GIVEN EXERCISE ▸
Each entry below should be returned exactly as is, with the pictures removed.
** begin AVAILABLE DATA **
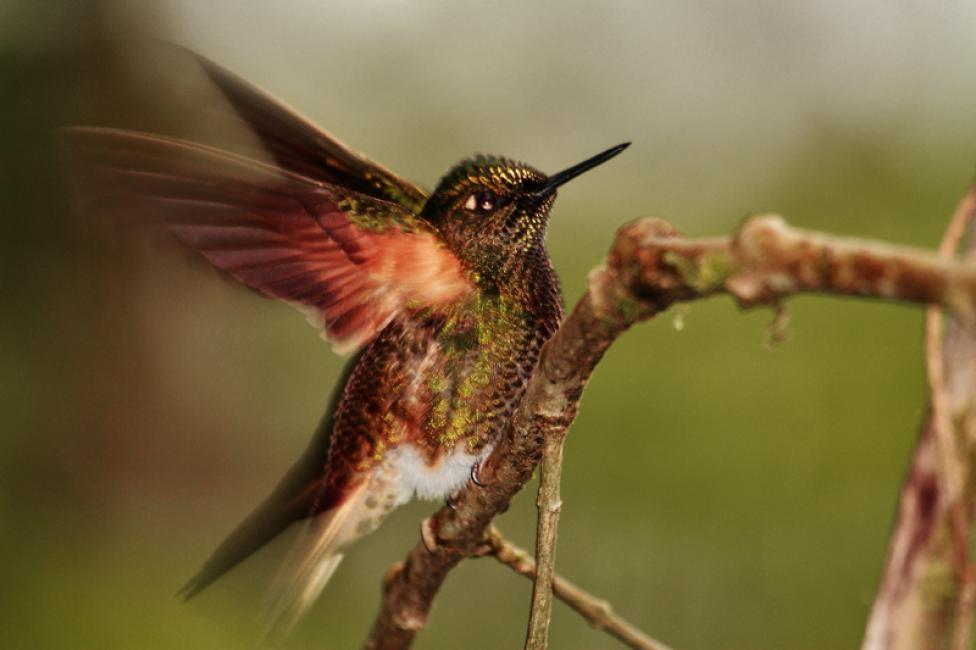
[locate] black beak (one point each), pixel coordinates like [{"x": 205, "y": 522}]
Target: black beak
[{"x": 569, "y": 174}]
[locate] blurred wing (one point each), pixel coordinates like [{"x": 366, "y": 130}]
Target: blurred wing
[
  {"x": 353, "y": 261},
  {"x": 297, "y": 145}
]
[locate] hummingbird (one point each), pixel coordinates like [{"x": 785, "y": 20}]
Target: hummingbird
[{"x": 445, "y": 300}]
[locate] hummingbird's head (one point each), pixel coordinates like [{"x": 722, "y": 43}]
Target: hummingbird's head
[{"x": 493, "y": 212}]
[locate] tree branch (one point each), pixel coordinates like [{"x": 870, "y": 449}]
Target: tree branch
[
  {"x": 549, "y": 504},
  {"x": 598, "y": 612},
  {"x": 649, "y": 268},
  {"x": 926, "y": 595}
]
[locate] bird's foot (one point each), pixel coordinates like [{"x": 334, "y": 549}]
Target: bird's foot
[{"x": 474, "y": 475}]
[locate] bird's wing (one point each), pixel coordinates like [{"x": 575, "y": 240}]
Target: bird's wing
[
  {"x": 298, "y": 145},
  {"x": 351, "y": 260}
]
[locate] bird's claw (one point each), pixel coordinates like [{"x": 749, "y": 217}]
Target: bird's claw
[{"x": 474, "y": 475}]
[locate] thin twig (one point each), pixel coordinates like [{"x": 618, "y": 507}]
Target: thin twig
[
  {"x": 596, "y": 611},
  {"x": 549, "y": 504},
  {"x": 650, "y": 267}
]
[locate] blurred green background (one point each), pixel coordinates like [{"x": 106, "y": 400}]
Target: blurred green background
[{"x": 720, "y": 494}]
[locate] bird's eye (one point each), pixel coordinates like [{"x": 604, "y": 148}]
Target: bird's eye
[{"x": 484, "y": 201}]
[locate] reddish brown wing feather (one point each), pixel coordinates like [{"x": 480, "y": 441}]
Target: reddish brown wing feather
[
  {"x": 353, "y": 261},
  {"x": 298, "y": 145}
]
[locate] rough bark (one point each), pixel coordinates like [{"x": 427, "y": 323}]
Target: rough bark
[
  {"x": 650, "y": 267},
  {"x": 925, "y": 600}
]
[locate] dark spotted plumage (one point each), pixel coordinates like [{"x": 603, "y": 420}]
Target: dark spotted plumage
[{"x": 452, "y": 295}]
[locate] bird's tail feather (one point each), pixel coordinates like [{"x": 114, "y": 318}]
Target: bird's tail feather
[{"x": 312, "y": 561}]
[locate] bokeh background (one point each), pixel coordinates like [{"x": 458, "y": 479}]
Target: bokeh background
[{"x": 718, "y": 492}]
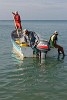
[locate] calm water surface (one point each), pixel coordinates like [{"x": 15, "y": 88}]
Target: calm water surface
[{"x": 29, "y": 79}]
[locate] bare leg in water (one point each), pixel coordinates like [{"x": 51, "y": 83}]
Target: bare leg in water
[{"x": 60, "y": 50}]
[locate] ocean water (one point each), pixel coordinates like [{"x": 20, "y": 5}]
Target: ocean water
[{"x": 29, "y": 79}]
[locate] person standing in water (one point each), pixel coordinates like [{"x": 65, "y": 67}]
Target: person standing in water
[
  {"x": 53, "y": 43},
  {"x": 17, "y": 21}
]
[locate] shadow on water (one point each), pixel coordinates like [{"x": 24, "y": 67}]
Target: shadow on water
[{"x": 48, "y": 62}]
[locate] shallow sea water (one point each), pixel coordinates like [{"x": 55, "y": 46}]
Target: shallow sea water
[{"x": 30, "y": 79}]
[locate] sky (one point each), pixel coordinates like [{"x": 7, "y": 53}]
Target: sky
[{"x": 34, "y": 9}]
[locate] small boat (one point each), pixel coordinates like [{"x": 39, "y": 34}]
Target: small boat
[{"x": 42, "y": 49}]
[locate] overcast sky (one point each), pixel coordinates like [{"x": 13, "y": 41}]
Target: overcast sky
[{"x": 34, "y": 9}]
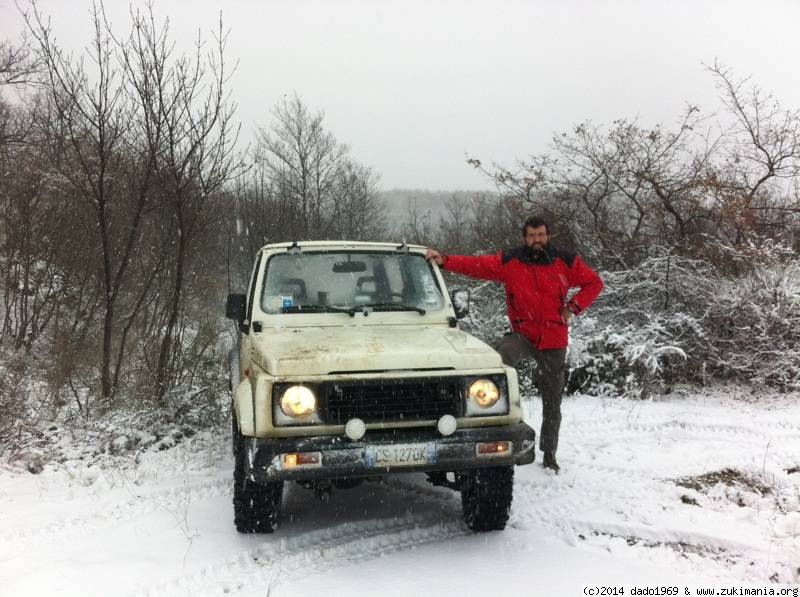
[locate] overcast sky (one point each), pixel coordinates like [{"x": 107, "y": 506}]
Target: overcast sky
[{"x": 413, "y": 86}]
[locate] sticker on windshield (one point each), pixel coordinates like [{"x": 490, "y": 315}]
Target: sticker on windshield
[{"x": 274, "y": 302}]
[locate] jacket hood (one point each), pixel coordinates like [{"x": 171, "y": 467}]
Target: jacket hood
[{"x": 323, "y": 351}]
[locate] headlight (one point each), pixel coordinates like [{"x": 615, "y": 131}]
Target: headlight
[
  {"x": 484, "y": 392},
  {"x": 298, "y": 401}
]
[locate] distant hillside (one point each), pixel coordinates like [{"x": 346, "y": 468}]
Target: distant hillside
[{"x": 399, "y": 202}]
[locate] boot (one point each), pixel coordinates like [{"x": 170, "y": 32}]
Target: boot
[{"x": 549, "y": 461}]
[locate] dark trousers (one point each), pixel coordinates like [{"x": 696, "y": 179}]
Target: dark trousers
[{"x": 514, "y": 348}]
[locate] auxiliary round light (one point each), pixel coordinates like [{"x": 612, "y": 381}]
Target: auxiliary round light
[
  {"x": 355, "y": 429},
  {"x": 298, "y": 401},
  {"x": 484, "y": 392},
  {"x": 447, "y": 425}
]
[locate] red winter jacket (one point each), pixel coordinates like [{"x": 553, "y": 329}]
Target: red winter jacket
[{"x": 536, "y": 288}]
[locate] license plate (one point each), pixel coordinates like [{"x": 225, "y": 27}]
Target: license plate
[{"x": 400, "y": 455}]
** end AVAILABLE DATA **
FINAL RESULT ▸
[locate] black beak (one point each), pixel coordinates like [{"x": 205, "y": 522}]
Target: black beak
[{"x": 569, "y": 174}]
[locate] blurred wing (one point each), pixel coordinates like [{"x": 366, "y": 130}]
Target: blurred wing
[
  {"x": 353, "y": 261},
  {"x": 297, "y": 145}
]
[locate] hummingbird (one point each), pixel coordinates like [{"x": 785, "y": 20}]
Target: hummingbird
[{"x": 445, "y": 300}]
[locate] hummingbird's head (one point each), pixel coordinates like [{"x": 722, "y": 43}]
Target: hummingbird's head
[{"x": 493, "y": 212}]
[locate] tree branch (one point each), pixel coordinates like [{"x": 870, "y": 449}]
Target: tree branch
[
  {"x": 549, "y": 504},
  {"x": 598, "y": 612},
  {"x": 649, "y": 268},
  {"x": 926, "y": 595}
]
[locate] bird's foot (one point each), pixel coordinates like [{"x": 334, "y": 549}]
Target: bird's foot
[{"x": 474, "y": 475}]
[locate] bird's wing (one point each), pixel coordinates like [{"x": 575, "y": 240}]
Target: bird's wing
[
  {"x": 298, "y": 145},
  {"x": 351, "y": 260}
]
[locate] bird's claw (one point each), pixel coordinates like [{"x": 749, "y": 217}]
Target: bird's claw
[{"x": 474, "y": 475}]
[locate] thin twig (one point each), pixel coordinates like [{"x": 618, "y": 507}]
Target: thin twig
[
  {"x": 596, "y": 611},
  {"x": 549, "y": 504},
  {"x": 650, "y": 267}
]
[locate] blurred green background (one point each), pixel coordinates like [{"x": 106, "y": 400}]
Target: blurred green background
[{"x": 720, "y": 494}]
[locate] bird's eye (one point each), pixel coordinates like [{"x": 604, "y": 148}]
Target: bird's eye
[{"x": 484, "y": 201}]
[locate] reddish brown wing feather (one point each), pixel coordinates like [{"x": 480, "y": 441}]
Target: reddish brown wing feather
[
  {"x": 353, "y": 261},
  {"x": 298, "y": 145}
]
[locate] rough bark (one point each), pixel coordinates like [{"x": 427, "y": 323}]
Target: rough bark
[
  {"x": 650, "y": 267},
  {"x": 925, "y": 600}
]
[locate] dark spotted plumage (one point each), pixel coordinates like [{"x": 603, "y": 420}]
Target: dark spotted plumage
[{"x": 452, "y": 295}]
[locate] bird's tail feather (one point each), pixel coordinates like [{"x": 114, "y": 318}]
Target: bird's tail feather
[{"x": 312, "y": 561}]
[locate] bokeh background (one point each), pixel coordinates like [{"x": 458, "y": 479}]
Target: bokeh background
[{"x": 718, "y": 492}]
[locate] calm water surface (one point each), pixel coordinates like [{"x": 15, "y": 88}]
Target: calm water surface
[{"x": 29, "y": 79}]
[locate] bare leg in water (one point each), pixel coordinates like [{"x": 51, "y": 83}]
Target: bare leg in water
[{"x": 60, "y": 50}]
[locate] ocean water (one point each), pixel coordinates like [{"x": 20, "y": 5}]
Target: ocean water
[{"x": 29, "y": 79}]
[locate] person standing in water (one point each), pixel coordinates like [{"x": 65, "y": 67}]
Target: person standing in water
[
  {"x": 53, "y": 43},
  {"x": 17, "y": 21}
]
[locate] shadow on water (one point each), pixel coordinates like [{"x": 24, "y": 67}]
Target: shadow on water
[{"x": 48, "y": 62}]
[locate] shallow sea water (one point each), pixel coordinates like [{"x": 55, "y": 46}]
Target: shallow sea water
[{"x": 30, "y": 79}]
[locate] sky (one point each), pixel coordinates like [{"x": 7, "y": 53}]
Target: sky
[{"x": 34, "y": 9}]
[locate] small boat (one point each), pixel coordinates like [{"x": 39, "y": 34}]
Target: small boat
[{"x": 42, "y": 49}]
[locate] overcast sky (one point each), pixel coordinates like [{"x": 13, "y": 41}]
Target: overcast sky
[{"x": 34, "y": 9}]
[locate] overcast sky (one point each), pixel coordinates like [{"x": 107, "y": 506}]
Target: overcast sky
[{"x": 413, "y": 86}]
[locate] sticker on windshield (one point each), pixel coordinates like [{"x": 490, "y": 315}]
Target: sticker on windshield
[{"x": 274, "y": 302}]
[locate] jacket hood (one point each), pixel coordinates like [{"x": 171, "y": 467}]
Target: jacket hood
[{"x": 323, "y": 351}]
[locate] headlight (one point each), pixel coordinates like [{"x": 615, "y": 131}]
Target: headlight
[
  {"x": 484, "y": 392},
  {"x": 298, "y": 401}
]
[locate] distant hillside (one point each), pixel coordinates like [{"x": 346, "y": 468}]
Target: distant hillside
[{"x": 399, "y": 202}]
[locate] boot (one point each), pixel coordinates like [{"x": 170, "y": 32}]
Target: boot
[{"x": 549, "y": 461}]
[locate] dark trousers (one point each), pixel coordinates like [{"x": 696, "y": 179}]
Target: dark trousers
[{"x": 514, "y": 348}]
[locate] auxiliary round light (one point each), pixel coordinates like [{"x": 612, "y": 381}]
Target: auxiliary round light
[
  {"x": 355, "y": 429},
  {"x": 298, "y": 401},
  {"x": 484, "y": 392},
  {"x": 447, "y": 425}
]
[locate] red winter jacket (one point each), pixel coordinates like [{"x": 553, "y": 329}]
Target: red winter jacket
[{"x": 536, "y": 288}]
[locate] license plate (one point each), pixel coordinates like [{"x": 225, "y": 27}]
Target: license plate
[{"x": 400, "y": 455}]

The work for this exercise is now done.